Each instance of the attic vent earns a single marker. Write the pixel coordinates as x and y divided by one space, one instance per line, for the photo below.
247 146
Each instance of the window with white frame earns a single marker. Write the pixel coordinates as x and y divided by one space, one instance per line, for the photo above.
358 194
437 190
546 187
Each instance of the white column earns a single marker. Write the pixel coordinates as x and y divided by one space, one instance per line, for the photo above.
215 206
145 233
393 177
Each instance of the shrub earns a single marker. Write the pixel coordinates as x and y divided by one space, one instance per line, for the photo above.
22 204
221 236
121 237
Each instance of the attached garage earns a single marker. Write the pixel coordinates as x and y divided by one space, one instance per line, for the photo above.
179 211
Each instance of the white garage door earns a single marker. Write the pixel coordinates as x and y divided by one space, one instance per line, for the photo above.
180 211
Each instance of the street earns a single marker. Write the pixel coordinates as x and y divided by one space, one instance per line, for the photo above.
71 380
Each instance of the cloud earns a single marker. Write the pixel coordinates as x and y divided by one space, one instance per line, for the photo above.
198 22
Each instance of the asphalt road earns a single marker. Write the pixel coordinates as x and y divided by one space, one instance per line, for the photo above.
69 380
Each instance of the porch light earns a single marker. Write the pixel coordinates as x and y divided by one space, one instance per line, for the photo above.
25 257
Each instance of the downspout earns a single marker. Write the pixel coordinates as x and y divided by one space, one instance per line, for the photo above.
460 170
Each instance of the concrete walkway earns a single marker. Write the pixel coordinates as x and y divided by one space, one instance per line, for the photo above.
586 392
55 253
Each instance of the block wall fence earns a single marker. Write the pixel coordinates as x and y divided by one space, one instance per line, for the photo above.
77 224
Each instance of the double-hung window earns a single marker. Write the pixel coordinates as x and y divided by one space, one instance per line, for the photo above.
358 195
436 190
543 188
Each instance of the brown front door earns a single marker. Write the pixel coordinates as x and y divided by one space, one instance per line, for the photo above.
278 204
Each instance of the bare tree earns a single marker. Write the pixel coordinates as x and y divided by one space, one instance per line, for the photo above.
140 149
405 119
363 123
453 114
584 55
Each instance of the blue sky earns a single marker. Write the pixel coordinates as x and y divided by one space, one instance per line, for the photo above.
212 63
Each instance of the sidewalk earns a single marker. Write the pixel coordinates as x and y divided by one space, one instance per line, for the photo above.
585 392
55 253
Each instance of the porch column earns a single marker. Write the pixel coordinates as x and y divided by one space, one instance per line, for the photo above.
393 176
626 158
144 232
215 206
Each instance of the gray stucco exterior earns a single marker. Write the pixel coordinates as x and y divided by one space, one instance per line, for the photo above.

======

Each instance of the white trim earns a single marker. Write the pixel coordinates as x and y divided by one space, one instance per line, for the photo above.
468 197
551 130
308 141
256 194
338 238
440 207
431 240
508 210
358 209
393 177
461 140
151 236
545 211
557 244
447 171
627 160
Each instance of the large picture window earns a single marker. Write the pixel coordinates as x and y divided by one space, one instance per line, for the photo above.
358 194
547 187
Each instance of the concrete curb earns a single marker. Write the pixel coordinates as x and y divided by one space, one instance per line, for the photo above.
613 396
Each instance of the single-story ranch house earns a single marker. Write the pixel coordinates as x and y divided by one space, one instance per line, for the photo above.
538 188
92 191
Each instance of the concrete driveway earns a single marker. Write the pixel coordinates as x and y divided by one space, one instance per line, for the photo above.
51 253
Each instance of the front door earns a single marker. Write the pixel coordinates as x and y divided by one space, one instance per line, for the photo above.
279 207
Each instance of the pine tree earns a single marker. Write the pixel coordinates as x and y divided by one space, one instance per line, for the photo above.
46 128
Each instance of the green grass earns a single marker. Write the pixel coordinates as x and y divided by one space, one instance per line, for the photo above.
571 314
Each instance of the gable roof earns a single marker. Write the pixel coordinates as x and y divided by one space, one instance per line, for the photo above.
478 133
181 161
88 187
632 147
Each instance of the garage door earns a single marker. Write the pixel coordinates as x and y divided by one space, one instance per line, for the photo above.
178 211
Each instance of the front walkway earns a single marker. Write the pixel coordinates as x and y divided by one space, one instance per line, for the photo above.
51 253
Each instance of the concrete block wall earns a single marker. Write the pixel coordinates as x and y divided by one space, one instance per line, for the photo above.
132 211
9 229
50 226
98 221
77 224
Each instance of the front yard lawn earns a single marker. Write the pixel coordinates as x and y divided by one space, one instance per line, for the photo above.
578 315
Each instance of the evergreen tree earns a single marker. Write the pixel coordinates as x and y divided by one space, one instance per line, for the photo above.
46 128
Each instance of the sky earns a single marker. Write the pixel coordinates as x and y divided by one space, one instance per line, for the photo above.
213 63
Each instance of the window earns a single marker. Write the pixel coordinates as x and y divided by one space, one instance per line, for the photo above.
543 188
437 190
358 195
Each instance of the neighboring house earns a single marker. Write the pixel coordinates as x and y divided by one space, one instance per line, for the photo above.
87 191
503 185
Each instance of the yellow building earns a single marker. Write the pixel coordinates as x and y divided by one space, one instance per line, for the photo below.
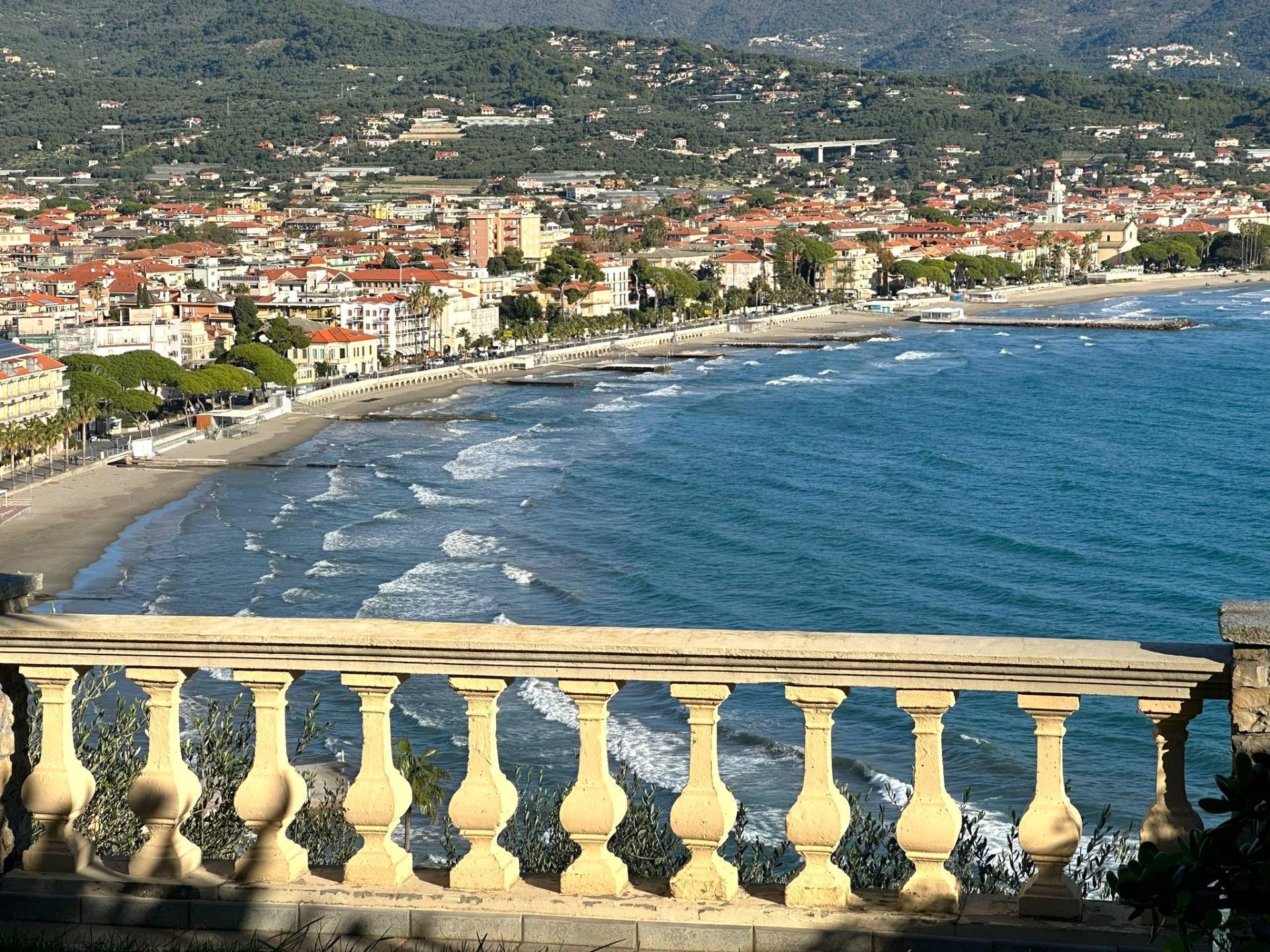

======

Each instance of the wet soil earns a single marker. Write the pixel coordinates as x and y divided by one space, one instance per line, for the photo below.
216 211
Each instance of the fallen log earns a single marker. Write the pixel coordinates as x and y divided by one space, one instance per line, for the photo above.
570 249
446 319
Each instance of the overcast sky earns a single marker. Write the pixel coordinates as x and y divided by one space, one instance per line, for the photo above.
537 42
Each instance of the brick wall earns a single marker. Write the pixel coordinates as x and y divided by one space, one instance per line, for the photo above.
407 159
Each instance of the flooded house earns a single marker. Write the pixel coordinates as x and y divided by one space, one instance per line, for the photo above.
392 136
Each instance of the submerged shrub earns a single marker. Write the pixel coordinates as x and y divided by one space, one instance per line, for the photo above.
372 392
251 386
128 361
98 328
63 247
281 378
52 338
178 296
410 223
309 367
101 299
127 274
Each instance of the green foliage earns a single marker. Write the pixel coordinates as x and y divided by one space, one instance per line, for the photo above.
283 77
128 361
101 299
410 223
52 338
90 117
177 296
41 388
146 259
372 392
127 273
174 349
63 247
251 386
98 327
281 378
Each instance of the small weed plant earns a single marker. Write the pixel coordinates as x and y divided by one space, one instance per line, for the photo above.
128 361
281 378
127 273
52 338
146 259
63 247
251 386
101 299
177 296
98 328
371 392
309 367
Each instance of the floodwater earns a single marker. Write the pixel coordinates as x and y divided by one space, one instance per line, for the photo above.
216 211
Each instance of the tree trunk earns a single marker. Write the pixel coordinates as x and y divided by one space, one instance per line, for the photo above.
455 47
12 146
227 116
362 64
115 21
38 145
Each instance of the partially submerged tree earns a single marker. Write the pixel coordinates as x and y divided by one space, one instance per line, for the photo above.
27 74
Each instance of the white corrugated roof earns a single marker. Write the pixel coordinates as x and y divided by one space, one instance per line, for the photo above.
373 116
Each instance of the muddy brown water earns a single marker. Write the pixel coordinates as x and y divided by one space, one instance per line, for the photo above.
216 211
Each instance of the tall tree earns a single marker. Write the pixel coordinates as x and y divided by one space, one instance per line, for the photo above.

======

• _Task to complete_: The expected answer is an exact copy of the lines above, beginning at the line with "Each instance of the blue" and ending at the line with "Each instance of the gray", with both ends in.

• _Solution_:
Each instance of the blue sky earns a single marker. Write the pixel coordinates as x and y divided by one space, one instance per line, for the photo above.
212 63
Each instance of the sidewalk earns a single marker. Write the pixel coordinates as x and y divided by one space, one instance per line, for the photo above.
585 392
55 253
Each instance of the porch column earns a single marker. Write the pixel coordinates as x and y divided by one space, one instance per line, for the photo above.
393 176
626 158
144 232
215 206
Each instance of the gray stucco exterior earns a single marker. Write the pixel coordinates as x and y divided by one space, one instance per line, for the photo above.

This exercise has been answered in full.